## Do this
Pull out each line of the data below that contains the string "spiky", treating uppercase and lowercase as different, and copy those lines unchanged.

--- Start ---

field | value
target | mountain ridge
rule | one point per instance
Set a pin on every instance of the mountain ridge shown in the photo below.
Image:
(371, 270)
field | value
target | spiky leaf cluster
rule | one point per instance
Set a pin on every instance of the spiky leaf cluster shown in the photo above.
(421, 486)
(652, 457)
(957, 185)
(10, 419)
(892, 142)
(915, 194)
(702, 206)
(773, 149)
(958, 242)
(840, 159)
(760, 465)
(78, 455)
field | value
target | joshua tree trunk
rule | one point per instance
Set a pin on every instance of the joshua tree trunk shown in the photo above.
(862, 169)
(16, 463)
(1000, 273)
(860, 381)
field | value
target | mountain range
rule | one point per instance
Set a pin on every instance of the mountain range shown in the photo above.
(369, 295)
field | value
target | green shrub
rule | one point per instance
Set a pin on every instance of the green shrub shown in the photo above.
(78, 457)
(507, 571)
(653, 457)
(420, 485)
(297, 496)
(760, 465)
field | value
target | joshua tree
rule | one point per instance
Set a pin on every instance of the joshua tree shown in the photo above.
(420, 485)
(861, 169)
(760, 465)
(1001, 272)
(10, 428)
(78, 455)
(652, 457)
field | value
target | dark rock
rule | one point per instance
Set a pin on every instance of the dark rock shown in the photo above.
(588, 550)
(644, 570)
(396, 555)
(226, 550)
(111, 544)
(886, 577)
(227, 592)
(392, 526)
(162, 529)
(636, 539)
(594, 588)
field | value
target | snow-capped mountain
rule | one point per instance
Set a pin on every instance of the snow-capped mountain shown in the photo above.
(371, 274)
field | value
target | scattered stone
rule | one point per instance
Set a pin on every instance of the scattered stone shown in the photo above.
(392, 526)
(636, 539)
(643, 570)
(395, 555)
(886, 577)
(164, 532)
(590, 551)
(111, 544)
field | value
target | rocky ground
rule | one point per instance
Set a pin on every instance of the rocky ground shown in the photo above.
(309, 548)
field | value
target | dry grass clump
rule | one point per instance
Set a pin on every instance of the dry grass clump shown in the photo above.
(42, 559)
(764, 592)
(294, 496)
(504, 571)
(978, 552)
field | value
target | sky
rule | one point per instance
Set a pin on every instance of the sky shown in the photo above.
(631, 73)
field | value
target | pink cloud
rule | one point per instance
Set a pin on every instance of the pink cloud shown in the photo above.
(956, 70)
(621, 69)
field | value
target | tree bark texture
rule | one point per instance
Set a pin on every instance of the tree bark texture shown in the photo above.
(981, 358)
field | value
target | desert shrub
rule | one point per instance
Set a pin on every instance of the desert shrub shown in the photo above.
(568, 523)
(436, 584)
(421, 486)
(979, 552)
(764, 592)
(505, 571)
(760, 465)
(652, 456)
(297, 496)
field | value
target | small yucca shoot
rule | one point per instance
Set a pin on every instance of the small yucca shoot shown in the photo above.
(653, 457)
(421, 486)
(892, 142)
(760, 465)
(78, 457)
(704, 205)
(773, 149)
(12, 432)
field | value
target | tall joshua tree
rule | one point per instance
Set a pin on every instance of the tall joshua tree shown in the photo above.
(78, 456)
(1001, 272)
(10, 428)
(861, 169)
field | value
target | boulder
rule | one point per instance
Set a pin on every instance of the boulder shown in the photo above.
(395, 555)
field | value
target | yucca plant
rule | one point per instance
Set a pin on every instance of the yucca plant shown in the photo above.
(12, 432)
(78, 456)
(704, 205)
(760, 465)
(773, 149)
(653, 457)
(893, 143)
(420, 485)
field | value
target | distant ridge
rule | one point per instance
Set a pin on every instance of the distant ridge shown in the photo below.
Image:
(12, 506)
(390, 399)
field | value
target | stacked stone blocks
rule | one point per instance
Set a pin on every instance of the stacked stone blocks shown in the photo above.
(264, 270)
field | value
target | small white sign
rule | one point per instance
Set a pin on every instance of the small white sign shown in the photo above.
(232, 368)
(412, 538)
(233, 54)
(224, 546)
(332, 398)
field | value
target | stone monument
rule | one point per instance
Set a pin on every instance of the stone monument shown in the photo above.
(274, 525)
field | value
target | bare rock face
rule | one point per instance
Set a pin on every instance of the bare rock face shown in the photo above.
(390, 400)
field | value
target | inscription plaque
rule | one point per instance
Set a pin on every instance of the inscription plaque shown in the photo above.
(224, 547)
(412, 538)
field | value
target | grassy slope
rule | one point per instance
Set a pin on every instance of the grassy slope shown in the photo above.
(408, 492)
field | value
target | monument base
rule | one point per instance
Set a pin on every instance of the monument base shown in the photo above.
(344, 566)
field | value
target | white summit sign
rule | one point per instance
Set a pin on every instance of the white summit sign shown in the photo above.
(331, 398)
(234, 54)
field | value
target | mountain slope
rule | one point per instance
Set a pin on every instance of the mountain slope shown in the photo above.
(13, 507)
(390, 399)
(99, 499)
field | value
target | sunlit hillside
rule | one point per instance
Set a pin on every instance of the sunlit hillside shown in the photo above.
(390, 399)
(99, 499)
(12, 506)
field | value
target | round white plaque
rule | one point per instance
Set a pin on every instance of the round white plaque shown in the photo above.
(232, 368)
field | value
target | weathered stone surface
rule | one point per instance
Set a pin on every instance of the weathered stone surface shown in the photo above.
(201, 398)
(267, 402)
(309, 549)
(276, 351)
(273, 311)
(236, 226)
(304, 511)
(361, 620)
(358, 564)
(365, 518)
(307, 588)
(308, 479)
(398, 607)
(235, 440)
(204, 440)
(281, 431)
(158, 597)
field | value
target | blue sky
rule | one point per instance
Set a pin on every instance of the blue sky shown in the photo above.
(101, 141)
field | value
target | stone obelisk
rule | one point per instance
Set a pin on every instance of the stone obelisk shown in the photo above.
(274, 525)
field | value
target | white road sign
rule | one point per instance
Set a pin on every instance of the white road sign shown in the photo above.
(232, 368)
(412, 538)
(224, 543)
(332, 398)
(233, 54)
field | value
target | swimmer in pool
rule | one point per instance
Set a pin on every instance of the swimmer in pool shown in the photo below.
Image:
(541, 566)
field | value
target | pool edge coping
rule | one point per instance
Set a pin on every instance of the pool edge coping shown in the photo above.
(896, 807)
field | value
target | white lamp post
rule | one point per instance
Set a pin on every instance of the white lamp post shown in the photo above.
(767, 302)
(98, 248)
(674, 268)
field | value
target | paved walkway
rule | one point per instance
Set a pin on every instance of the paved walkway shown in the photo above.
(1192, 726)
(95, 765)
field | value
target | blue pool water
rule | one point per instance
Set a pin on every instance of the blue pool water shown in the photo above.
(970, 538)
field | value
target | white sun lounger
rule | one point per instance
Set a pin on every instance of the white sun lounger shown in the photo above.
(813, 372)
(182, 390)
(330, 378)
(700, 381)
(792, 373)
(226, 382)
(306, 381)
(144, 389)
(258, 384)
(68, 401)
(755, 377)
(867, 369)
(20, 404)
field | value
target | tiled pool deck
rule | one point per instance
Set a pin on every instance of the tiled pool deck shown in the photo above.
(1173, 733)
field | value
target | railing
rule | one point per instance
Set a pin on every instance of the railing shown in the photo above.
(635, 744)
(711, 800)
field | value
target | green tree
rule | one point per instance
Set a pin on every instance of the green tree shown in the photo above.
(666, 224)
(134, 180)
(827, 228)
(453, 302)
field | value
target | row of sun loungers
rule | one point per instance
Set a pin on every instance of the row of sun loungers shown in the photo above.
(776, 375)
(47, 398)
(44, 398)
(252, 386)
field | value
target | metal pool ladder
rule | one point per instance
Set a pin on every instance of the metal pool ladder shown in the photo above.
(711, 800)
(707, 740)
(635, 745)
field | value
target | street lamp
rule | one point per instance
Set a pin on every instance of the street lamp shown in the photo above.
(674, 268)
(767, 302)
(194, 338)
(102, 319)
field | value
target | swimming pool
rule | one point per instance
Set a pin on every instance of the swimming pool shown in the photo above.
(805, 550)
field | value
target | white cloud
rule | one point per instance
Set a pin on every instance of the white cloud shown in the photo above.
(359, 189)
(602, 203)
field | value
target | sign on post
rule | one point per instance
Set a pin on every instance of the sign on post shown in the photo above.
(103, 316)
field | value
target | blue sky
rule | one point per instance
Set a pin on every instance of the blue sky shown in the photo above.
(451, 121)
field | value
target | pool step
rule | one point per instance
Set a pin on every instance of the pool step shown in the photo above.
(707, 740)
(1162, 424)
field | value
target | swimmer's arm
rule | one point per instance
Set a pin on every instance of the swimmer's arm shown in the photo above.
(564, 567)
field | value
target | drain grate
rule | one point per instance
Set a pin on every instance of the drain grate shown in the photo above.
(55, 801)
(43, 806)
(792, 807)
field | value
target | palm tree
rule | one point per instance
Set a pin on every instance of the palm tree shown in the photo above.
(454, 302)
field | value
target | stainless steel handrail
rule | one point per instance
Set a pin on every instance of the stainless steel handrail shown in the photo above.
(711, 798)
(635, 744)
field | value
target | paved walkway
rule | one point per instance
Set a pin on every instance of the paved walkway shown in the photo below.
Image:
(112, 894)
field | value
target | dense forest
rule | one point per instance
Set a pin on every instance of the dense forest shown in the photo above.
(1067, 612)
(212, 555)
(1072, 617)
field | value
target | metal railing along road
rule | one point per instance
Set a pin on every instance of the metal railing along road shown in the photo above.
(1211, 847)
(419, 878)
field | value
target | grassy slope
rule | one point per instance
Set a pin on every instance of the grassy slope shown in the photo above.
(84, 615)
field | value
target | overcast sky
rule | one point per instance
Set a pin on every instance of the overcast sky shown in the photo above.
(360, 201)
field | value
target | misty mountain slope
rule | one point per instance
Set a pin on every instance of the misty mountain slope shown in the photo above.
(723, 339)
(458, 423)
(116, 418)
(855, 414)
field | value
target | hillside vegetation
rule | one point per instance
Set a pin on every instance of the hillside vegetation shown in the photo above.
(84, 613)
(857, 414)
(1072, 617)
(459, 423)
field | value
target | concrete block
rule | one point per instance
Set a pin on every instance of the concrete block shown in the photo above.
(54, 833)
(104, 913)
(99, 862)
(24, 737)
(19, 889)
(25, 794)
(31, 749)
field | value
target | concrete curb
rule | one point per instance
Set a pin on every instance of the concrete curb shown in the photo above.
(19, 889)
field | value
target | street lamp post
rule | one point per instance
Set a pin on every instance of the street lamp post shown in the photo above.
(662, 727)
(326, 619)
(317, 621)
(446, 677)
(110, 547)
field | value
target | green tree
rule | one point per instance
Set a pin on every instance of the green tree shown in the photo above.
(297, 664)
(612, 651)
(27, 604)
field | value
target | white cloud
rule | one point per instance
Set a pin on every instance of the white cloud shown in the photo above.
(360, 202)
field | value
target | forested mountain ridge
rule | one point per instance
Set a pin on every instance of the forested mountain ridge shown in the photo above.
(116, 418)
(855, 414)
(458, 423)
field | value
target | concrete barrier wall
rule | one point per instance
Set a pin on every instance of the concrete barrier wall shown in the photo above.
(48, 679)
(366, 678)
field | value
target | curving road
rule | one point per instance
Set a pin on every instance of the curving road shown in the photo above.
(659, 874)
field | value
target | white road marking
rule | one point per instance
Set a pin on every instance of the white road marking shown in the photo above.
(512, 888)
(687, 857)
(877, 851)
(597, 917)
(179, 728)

--- End ---

## Solved problem
target | spiky leaf cluster
Set a pin on every instance of the spiky leaf cluster shown in the photo above.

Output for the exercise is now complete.